*The problem*
Return every line below that contains the string "roof". Letter case matters when matching.

*Stored data*

"""

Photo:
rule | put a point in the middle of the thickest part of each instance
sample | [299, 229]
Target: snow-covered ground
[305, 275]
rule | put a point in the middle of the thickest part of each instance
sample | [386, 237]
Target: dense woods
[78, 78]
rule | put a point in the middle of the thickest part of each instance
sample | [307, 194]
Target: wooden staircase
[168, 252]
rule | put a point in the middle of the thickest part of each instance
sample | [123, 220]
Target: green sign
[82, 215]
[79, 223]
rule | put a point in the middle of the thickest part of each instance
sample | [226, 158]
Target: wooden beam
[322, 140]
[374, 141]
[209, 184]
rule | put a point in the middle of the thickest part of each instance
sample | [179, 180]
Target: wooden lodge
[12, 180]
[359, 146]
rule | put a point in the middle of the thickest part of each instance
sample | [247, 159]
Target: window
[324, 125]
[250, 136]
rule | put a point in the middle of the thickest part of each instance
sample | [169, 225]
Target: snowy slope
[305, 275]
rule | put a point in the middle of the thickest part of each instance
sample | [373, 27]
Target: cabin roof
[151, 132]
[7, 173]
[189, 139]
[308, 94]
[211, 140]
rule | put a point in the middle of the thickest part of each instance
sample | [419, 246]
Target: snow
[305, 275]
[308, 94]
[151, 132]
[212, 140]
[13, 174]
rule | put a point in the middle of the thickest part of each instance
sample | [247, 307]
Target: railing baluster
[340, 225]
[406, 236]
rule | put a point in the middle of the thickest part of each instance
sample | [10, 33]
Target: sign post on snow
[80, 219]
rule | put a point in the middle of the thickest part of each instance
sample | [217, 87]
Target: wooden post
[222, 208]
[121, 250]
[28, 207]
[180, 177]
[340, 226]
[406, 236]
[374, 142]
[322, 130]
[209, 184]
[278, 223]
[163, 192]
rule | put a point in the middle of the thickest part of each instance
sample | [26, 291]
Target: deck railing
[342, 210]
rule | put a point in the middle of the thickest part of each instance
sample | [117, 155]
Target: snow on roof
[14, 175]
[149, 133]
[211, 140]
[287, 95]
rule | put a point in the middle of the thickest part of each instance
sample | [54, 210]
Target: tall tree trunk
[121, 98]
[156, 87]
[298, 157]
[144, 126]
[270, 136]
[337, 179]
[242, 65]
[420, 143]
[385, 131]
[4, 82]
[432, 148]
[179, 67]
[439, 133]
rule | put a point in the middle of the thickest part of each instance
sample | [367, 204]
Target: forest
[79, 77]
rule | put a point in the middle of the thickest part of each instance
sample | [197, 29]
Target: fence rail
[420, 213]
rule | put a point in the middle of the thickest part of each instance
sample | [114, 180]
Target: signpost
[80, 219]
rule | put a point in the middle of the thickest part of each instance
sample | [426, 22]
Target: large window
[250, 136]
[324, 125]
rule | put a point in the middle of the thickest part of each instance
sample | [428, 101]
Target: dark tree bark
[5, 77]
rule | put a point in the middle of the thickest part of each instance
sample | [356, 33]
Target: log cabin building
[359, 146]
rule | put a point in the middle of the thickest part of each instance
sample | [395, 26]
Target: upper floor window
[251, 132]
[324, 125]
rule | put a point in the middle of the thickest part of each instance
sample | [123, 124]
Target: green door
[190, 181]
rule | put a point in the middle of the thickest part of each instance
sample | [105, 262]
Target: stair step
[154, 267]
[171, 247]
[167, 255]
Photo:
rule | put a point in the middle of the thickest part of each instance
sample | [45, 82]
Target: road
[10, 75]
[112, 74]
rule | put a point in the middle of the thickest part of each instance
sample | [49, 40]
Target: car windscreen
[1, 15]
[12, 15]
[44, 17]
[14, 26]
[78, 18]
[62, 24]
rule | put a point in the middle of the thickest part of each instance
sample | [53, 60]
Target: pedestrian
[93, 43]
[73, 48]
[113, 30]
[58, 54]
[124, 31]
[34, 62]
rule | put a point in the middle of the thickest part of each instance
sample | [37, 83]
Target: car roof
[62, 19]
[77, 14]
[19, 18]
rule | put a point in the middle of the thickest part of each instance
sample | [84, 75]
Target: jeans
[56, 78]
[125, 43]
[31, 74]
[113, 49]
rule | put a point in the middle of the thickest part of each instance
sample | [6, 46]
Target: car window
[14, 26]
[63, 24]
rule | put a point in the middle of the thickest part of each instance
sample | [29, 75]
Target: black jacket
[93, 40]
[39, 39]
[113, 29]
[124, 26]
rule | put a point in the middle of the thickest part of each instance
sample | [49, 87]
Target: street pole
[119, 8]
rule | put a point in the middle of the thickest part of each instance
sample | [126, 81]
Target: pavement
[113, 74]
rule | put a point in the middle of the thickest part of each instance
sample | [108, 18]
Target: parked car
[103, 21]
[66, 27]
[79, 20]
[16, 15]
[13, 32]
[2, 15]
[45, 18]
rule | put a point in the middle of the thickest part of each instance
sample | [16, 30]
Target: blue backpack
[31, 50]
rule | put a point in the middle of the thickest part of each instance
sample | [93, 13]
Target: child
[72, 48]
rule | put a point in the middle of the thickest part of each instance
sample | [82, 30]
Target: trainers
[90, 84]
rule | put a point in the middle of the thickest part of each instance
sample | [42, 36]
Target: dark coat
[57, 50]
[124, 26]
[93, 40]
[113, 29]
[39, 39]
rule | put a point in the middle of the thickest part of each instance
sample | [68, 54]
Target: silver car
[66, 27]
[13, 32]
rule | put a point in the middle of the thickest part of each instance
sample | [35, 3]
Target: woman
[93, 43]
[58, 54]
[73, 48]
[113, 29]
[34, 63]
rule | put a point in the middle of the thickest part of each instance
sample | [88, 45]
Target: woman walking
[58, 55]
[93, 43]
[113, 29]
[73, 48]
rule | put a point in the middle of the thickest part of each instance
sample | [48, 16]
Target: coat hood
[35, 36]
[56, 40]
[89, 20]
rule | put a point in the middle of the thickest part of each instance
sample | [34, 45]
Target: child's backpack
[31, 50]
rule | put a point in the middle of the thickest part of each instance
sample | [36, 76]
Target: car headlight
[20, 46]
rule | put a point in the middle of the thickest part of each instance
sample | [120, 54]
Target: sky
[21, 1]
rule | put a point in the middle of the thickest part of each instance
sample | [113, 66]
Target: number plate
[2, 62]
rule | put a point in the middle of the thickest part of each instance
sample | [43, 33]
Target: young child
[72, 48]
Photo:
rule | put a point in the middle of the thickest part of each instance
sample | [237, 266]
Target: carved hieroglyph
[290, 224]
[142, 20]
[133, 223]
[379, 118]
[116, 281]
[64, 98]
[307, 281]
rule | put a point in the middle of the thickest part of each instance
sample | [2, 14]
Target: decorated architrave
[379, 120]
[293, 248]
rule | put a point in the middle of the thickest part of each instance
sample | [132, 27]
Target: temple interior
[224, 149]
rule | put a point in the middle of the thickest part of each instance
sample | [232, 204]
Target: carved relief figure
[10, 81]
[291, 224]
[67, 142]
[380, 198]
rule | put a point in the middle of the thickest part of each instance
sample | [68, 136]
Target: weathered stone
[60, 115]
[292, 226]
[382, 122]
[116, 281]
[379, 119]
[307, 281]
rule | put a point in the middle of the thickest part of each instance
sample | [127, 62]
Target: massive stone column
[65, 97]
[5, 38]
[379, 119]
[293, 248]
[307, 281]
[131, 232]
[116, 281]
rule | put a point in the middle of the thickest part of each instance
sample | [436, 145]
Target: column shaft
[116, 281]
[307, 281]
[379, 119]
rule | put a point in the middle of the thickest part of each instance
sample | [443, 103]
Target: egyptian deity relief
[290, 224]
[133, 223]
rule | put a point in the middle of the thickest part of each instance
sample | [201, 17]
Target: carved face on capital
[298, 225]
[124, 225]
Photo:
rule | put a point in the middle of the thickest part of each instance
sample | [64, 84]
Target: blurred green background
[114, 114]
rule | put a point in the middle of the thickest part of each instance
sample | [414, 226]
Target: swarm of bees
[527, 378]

"""

*Solution to this exercise*
Target: cabin roof
Target: snow on roof
Target: car roof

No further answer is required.